BEGIN DATA SHOWN
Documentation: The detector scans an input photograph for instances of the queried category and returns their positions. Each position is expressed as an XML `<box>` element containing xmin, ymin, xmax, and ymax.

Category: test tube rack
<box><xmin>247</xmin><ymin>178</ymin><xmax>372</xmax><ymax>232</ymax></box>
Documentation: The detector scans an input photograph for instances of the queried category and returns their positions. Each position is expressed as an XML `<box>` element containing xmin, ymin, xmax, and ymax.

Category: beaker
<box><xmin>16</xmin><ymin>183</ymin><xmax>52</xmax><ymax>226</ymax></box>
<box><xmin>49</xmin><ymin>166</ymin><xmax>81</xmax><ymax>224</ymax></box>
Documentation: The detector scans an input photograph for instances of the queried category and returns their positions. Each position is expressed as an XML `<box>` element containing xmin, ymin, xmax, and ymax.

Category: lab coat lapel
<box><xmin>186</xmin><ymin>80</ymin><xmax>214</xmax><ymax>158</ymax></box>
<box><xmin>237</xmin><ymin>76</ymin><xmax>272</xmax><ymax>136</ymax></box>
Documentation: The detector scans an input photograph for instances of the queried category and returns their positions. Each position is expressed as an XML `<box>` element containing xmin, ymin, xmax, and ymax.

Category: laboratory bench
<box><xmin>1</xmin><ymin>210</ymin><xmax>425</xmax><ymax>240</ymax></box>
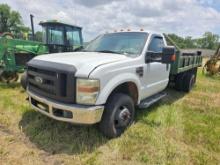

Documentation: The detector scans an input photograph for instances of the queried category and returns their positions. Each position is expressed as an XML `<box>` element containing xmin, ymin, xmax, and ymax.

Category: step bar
<box><xmin>138</xmin><ymin>92</ymin><xmax>167</xmax><ymax>109</ymax></box>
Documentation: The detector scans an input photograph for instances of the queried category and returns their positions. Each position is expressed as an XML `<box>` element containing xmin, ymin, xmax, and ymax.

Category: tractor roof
<box><xmin>39</xmin><ymin>20</ymin><xmax>82</xmax><ymax>29</ymax></box>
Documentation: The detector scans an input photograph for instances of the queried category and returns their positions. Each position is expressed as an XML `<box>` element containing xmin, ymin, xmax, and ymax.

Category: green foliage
<box><xmin>35</xmin><ymin>31</ymin><xmax>43</xmax><ymax>42</ymax></box>
<box><xmin>167</xmin><ymin>33</ymin><xmax>190</xmax><ymax>49</ymax></box>
<box><xmin>196</xmin><ymin>32</ymin><xmax>220</xmax><ymax>50</ymax></box>
<box><xmin>0</xmin><ymin>3</ymin><xmax>29</xmax><ymax>38</ymax></box>
<box><xmin>167</xmin><ymin>32</ymin><xmax>219</xmax><ymax>50</ymax></box>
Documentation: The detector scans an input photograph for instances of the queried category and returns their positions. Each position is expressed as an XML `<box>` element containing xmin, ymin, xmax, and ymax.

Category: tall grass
<box><xmin>0</xmin><ymin>70</ymin><xmax>219</xmax><ymax>165</ymax></box>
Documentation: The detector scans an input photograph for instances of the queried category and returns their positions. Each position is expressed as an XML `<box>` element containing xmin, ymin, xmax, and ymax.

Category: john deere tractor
<box><xmin>0</xmin><ymin>19</ymin><xmax>83</xmax><ymax>82</ymax></box>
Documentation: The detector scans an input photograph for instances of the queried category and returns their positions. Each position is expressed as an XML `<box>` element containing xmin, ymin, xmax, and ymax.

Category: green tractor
<box><xmin>0</xmin><ymin>19</ymin><xmax>83</xmax><ymax>82</ymax></box>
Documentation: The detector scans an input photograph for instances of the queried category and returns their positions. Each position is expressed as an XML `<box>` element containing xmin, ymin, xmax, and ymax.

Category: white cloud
<box><xmin>1</xmin><ymin>0</ymin><xmax>220</xmax><ymax>41</ymax></box>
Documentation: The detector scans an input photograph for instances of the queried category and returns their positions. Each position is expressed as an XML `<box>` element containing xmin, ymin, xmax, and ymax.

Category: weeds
<box><xmin>0</xmin><ymin>69</ymin><xmax>219</xmax><ymax>165</ymax></box>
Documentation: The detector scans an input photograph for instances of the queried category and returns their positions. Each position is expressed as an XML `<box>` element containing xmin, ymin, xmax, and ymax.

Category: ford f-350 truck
<box><xmin>24</xmin><ymin>31</ymin><xmax>202</xmax><ymax>138</ymax></box>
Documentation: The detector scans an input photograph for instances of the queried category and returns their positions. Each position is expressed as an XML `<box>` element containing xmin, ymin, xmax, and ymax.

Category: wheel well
<box><xmin>107</xmin><ymin>82</ymin><xmax>139</xmax><ymax>105</ymax></box>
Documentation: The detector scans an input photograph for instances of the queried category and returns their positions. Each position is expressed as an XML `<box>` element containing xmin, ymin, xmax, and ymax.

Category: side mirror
<box><xmin>145</xmin><ymin>51</ymin><xmax>162</xmax><ymax>63</ymax></box>
<box><xmin>161</xmin><ymin>46</ymin><xmax>176</xmax><ymax>64</ymax></box>
<box><xmin>145</xmin><ymin>51</ymin><xmax>154</xmax><ymax>63</ymax></box>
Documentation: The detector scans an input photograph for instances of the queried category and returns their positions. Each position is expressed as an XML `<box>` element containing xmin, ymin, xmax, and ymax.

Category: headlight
<box><xmin>76</xmin><ymin>78</ymin><xmax>100</xmax><ymax>105</ymax></box>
END DATA SHOWN
__TASK ITEM__. Repeat the records in full and exactly, leaving every picture out.

__OUTPUT FOR THIS TASK__.
Documentation: The detector scans an input photograph for instances of the queried category and returns their positions. Each position is expressed as an XML `<box>` element containing xmin, ymin, xmax, and ymax.

Category: test tube rack
<box><xmin>247</xmin><ymin>178</ymin><xmax>372</xmax><ymax>232</ymax></box>
Documentation: The detector scans an input photograph for instances of the queried category and returns their positions. Each position is expressed as an XML `<box>` element containing xmin, ymin, xmax, and ymax.

Category: beaker
<box><xmin>16</xmin><ymin>183</ymin><xmax>52</xmax><ymax>226</ymax></box>
<box><xmin>49</xmin><ymin>166</ymin><xmax>81</xmax><ymax>224</ymax></box>
Documentation: The detector scans an input photograph for instances of the queried category and returns their positions. Each position is expressed as an XML `<box>` element containing xmin, ymin, xmax, and ymax.

Category: lab coat lapel
<box><xmin>186</xmin><ymin>80</ymin><xmax>214</xmax><ymax>158</ymax></box>
<box><xmin>237</xmin><ymin>76</ymin><xmax>272</xmax><ymax>136</ymax></box>
Documentation: The detector scans an input photograph for instances of the queried category and returns their positions. Each position is expressed as an XML `<box>` element containing xmin, ymin, xmax, and ymax.

Category: laboratory bench
<box><xmin>1</xmin><ymin>210</ymin><xmax>425</xmax><ymax>240</ymax></box>

Documentation: The detector scans an input photograph for instances of the queried category and returns their positions. Each position is expressed as an XML `<box>` element containing xmin, ymin, xmax, and ymax.

Category: step bar
<box><xmin>138</xmin><ymin>92</ymin><xmax>167</xmax><ymax>109</ymax></box>
Documentation: The detector scans an input photograph for instances of the queried category and returns their positions. Each position is expressed as an XML `<box>` element containing xmin, ymin, xmax, and ymax.

Category: tractor roof
<box><xmin>39</xmin><ymin>20</ymin><xmax>82</xmax><ymax>29</ymax></box>
Documentation: The detector scans an input photograph for instances of the queried category and returns their positions. Each position is expressed as an XML `<box>` element containing xmin, ymin, xmax, and ymax.

Category: green foliage
<box><xmin>35</xmin><ymin>31</ymin><xmax>43</xmax><ymax>42</ymax></box>
<box><xmin>167</xmin><ymin>33</ymin><xmax>190</xmax><ymax>49</ymax></box>
<box><xmin>196</xmin><ymin>32</ymin><xmax>220</xmax><ymax>50</ymax></box>
<box><xmin>0</xmin><ymin>3</ymin><xmax>29</xmax><ymax>38</ymax></box>
<box><xmin>167</xmin><ymin>32</ymin><xmax>219</xmax><ymax>50</ymax></box>
Documentation: The detector scans an input photograph for instances of the queried category and returns their positions. Each position is expressed as an XML `<box>` element containing xmin, ymin, xmax, and ymax.

Category: tall grass
<box><xmin>0</xmin><ymin>70</ymin><xmax>219</xmax><ymax>165</ymax></box>
Documentation: The detector scans an input photograph for instances of the queried category and returns their positions. Each position is expressed as an XML `<box>` element containing xmin, ymin, xmax, and ymax.

Category: john deere tractor
<box><xmin>0</xmin><ymin>19</ymin><xmax>83</xmax><ymax>82</ymax></box>
Documentation: The detector scans an input photograph for instances of the queried category and returns their positions. Each position is expressed as an XML `<box>` element containing xmin, ymin, xmax, and ymax.

Category: green tractor
<box><xmin>0</xmin><ymin>19</ymin><xmax>83</xmax><ymax>82</ymax></box>
Documentation: The detector scans an input photograph for instances of the queried category and returns their positions. Each position is expressed as an XML `<box>` element containing xmin, ymin, xmax, and ymax.

Category: white cloud
<box><xmin>1</xmin><ymin>0</ymin><xmax>220</xmax><ymax>41</ymax></box>
Documentation: The detector scans an input photograph for instances of the queried category and returns their positions. Each position is expressed as an XML `<box>` element containing xmin, ymin, xmax, and ymax.

Category: weeds
<box><xmin>0</xmin><ymin>69</ymin><xmax>219</xmax><ymax>165</ymax></box>
Documentation: The detector scans an input photograph for instances of the queried category and returns their positions. Each position is expressed as an XML `<box>` element containing xmin, ymin, xmax, and ymax.

Category: ford f-350 truck
<box><xmin>24</xmin><ymin>31</ymin><xmax>202</xmax><ymax>138</ymax></box>
Documentation: The detector scans an input photograph for instances of the queried category and returns their positions. Each position is expressed as an XML `<box>` element containing xmin, ymin, xmax, and ymax.

Category: wheel well
<box><xmin>107</xmin><ymin>82</ymin><xmax>139</xmax><ymax>105</ymax></box>
Documentation: The detector scans an input photograph for instances of the queried category and returns their positions. Each position is expressed as an XML `<box>` element containing xmin, ymin, xmax, and ymax.

Category: side mirror
<box><xmin>145</xmin><ymin>51</ymin><xmax>162</xmax><ymax>63</ymax></box>
<box><xmin>161</xmin><ymin>46</ymin><xmax>176</xmax><ymax>64</ymax></box>
<box><xmin>145</xmin><ymin>51</ymin><xmax>154</xmax><ymax>63</ymax></box>
Documentation: The detector scans an input photograph for instances of the queried category and returns their positions. Each position is expressed as an XML `<box>` element containing xmin, ymin, xmax, and ymax.

Category: headlight
<box><xmin>76</xmin><ymin>78</ymin><xmax>100</xmax><ymax>105</ymax></box>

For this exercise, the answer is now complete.